• What you are asked to do: Transcribe every one of the following lines exactly as it appears, with no changes.

>> start

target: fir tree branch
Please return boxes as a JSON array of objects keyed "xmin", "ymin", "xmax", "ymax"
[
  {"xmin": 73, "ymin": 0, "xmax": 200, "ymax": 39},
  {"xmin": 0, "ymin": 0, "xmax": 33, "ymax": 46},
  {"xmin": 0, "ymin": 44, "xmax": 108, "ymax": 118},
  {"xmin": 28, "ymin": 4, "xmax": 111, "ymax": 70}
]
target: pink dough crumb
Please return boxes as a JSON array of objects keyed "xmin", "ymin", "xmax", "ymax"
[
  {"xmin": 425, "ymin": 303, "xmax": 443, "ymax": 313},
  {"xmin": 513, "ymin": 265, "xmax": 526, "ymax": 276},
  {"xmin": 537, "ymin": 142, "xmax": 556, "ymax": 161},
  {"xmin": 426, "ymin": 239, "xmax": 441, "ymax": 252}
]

>> end

• Written response:
target: fir tree branch
Please return boxes as a JSON array of objects keyed "xmin", "ymin", "xmax", "ymax"
[
  {"xmin": 73, "ymin": 0, "xmax": 200, "ymax": 39},
  {"xmin": 0, "ymin": 0, "xmax": 33, "ymax": 46},
  {"xmin": 0, "ymin": 44, "xmax": 108, "ymax": 118},
  {"xmin": 28, "ymin": 4, "xmax": 111, "ymax": 70}
]
target: pink dough crumb
Please return boxes as a JSON array of objects keyed "xmin", "ymin", "xmax", "ymax"
[
  {"xmin": 425, "ymin": 303, "xmax": 443, "ymax": 313},
  {"xmin": 513, "ymin": 265, "xmax": 526, "ymax": 276},
  {"xmin": 537, "ymin": 142, "xmax": 556, "ymax": 161},
  {"xmin": 426, "ymin": 239, "xmax": 441, "ymax": 252}
]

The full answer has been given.